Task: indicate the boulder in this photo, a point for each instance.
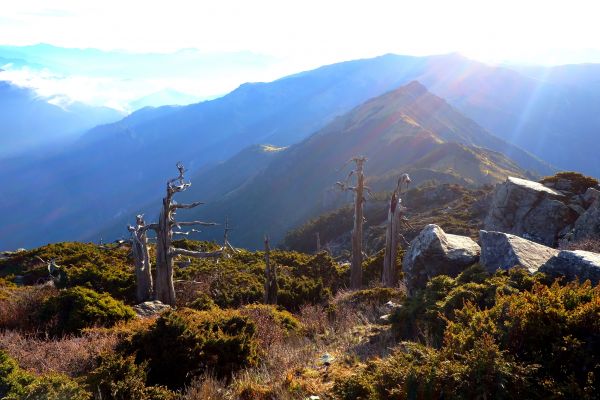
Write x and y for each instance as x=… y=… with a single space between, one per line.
x=150 y=308
x=588 y=224
x=434 y=252
x=591 y=195
x=574 y=264
x=530 y=210
x=503 y=251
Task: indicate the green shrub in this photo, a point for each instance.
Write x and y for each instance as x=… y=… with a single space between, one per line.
x=53 y=386
x=13 y=380
x=120 y=378
x=104 y=269
x=283 y=319
x=427 y=311
x=16 y=384
x=375 y=296
x=77 y=308
x=579 y=182
x=186 y=343
x=415 y=371
x=203 y=302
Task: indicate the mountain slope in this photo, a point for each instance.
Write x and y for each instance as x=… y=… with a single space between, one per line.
x=408 y=129
x=127 y=162
x=30 y=121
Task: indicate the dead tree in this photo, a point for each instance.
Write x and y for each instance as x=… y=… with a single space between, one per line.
x=392 y=234
x=270 y=276
x=318 y=242
x=141 y=259
x=164 y=289
x=226 y=245
x=357 y=232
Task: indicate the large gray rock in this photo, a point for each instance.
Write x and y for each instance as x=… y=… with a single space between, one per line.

.....

**Task description**
Rewrite the part of the records that opens with the line containing "Task: indicate the green" and closes at the end of the records, putting "occurrence" wherever "instance" appears and leaving everything else unchanged.

**Written response**
Task: indicate the green shrub in this photo, a point for each occurrence.
Write x and y for each occurrence as x=… y=… with a single space between, one per line.
x=53 y=386
x=13 y=380
x=120 y=378
x=104 y=269
x=283 y=319
x=427 y=311
x=16 y=384
x=375 y=296
x=77 y=308
x=579 y=182
x=186 y=343
x=415 y=371
x=203 y=302
Task: indicate the mountain slope in this photo, a point for each occurrence.
Write x and y for each occurrence as x=… y=… with a single space between, one per line.
x=408 y=129
x=127 y=162
x=30 y=121
Task: indicate the dead tree in this photo, a point for each occurrence.
Write x and y for each occurrence as x=… y=… with a single space between, one per line.
x=392 y=234
x=270 y=276
x=318 y=242
x=141 y=259
x=164 y=289
x=226 y=245
x=357 y=232
Task: indicate the large gray rock in this photo, a point for each occurrence.
Write x and y for each occurrence as x=… y=… with a single space between, one per line.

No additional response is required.